(Referring expression pointing data)
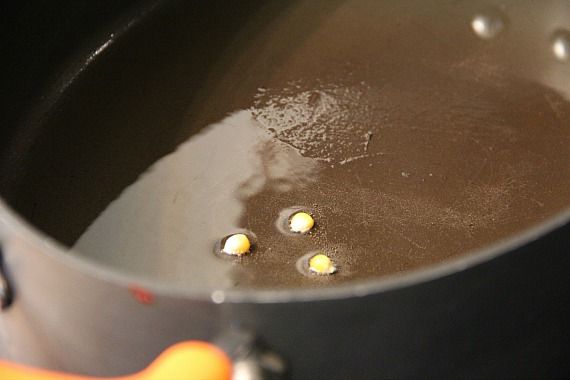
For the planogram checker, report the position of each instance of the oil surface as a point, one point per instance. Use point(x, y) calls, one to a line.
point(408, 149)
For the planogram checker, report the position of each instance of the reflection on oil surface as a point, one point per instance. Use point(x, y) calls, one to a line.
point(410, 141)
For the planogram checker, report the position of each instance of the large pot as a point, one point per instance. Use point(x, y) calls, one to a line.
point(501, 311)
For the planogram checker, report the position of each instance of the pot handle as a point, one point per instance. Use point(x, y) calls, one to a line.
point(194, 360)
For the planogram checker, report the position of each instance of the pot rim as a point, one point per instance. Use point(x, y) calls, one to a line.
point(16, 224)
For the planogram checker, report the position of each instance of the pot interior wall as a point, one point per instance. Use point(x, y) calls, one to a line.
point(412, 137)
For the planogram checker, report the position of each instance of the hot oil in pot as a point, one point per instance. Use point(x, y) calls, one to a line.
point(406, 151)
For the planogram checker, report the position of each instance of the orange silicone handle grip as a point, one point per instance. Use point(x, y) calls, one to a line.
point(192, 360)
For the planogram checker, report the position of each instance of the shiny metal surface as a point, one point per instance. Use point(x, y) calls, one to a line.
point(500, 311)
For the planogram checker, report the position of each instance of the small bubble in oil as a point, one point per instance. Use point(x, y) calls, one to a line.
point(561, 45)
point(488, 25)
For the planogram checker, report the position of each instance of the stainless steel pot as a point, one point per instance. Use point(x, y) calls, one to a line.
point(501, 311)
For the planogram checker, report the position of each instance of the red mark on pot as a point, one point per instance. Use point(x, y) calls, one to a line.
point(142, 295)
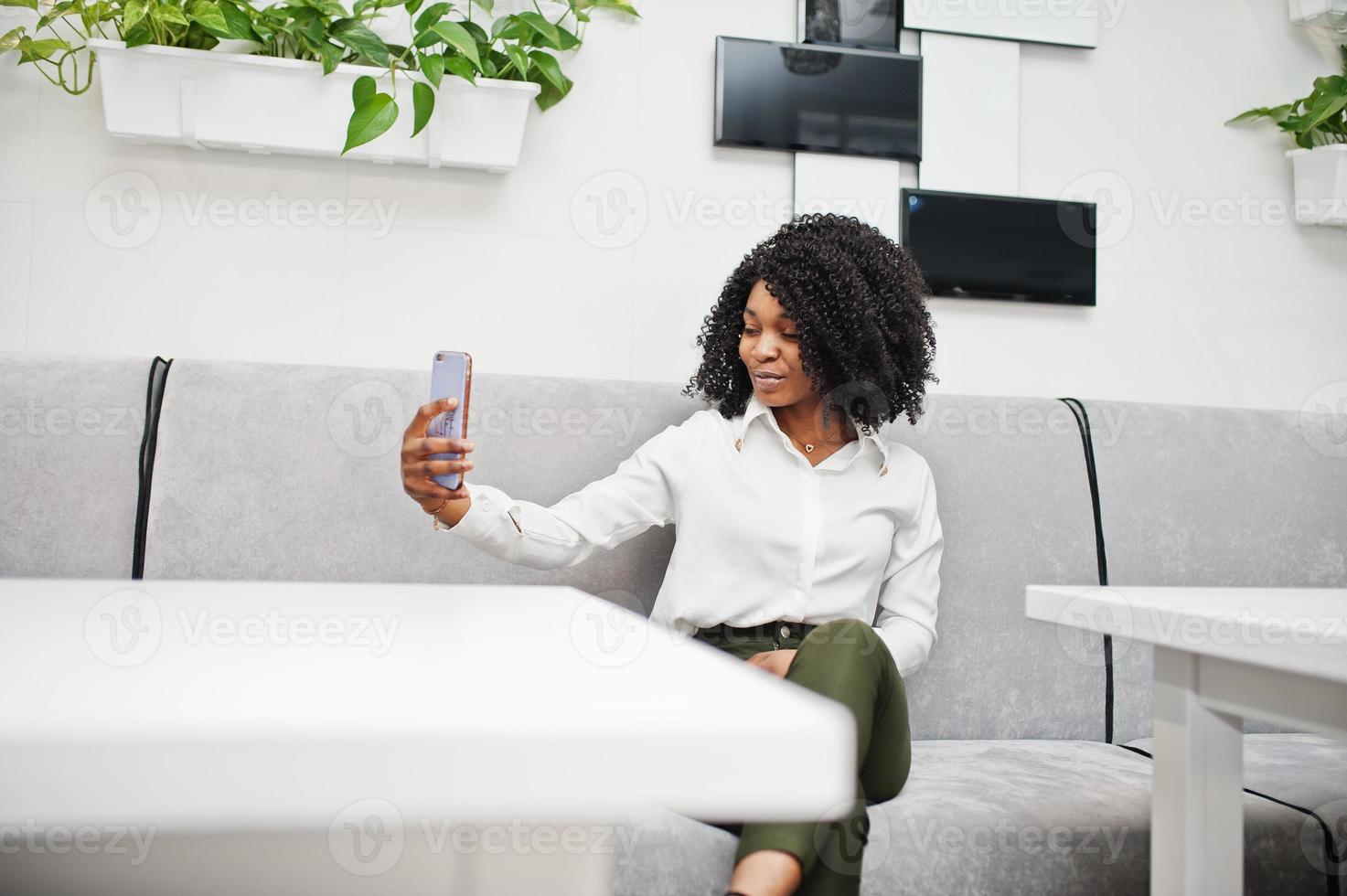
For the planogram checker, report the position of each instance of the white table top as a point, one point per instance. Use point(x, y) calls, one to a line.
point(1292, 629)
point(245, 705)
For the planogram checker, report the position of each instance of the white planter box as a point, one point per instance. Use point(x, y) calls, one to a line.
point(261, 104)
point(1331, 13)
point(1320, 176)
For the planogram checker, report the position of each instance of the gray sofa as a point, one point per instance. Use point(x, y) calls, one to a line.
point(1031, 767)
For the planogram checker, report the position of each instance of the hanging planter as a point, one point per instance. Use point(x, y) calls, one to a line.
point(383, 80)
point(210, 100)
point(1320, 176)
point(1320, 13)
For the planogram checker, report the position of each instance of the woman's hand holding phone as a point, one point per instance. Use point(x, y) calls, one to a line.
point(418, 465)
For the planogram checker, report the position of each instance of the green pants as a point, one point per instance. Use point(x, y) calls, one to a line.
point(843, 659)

## What needs to be done
When you repeat the data, keep it exact and drop every picture.

## Answer box
For the planogram checker, report the position of each instance of the oil surface as a point, one point per instance. Use point(x, y) calls, one to a line.
point(408, 149)
For the planogram checker, report the position of each instance of the reflection on oil surface as a point, one point per instance. Use point(x, y) calls, one to a line.
point(410, 141)
For the planogram checker, report the position of each instance of the large pot as a point, one point per instance. Use point(x, y) calls, one to a line.
point(501, 311)
For the planogram checker, report the position of each instance of the pot handle as a point, one point per instance. Use point(x, y) calls, one to a line.
point(194, 360)
For the planogram checker, report the position of each instance of the pot rim as a point, one point per instance. Use point(x, y) calls, one to a line.
point(16, 224)
For the planogram checker, report the position of each instance of the pot interior wall as a point, one point per instance. Use point(x, y) calls, one to a line.
point(412, 137)
For the planogram checker, report the position of each instance of the hot oil in pot as a point, one point per instance. Use point(x, y) calls, one to a line.
point(406, 151)
For the planogram checker, report the position of each instance of the orange silicone handle grip as a point, one point per instance. Use point(x, y) calls, one to a line.
point(192, 360)
For the planogram checker, report the position of each instance of the shiny metal surface as a point, one point per instance. Use point(x, y) calls, one to a line.
point(500, 311)
For the planogram checker, report the position of each instance of the small bubble in oil as a point, one point per instance. Use point(x, y) calls, one to a line.
point(561, 45)
point(488, 25)
For the planogram checker, report the position of each instance of the stainless steel pot as a point, one point per instance. Use point(x, y) calls, one to a line.
point(501, 311)
For the planogram checker, report the position of each instance of the red mark on pot as a point, one point per instance. Use point(x, y) calls, one to a line.
point(142, 295)
For the planogram checker, report the position of each instance of the white table top as a point, one point per instance. Use point(x, y) calls, one to a line.
point(1292, 629)
point(245, 705)
For the planogram checker, report the position of each instance of the white planter box as a point, one point per instance. Use point(x, y) calls, one to a line.
point(261, 104)
point(1331, 13)
point(1320, 176)
For the planogram checker, report the position of each instance of the gray sofa as a point, one point per instance. Use point(x, y) calls, one to a line.
point(1031, 767)
For the planogram checker, report the position of each instance of the hanging planter as a point, one point per instance. Use point(x, y) calls, one to a line.
point(383, 80)
point(210, 100)
point(1320, 176)
point(1320, 13)
For the planogram checker, report the position of each instance of the woman's hand holding phone as a point, one point per instance. Use point(x, y) calls, one to a line.
point(418, 465)
For the planogram checker, report the position of each instance of the green pants as a point, one point per instance. Use point(x, y) calls, one to a line.
point(843, 659)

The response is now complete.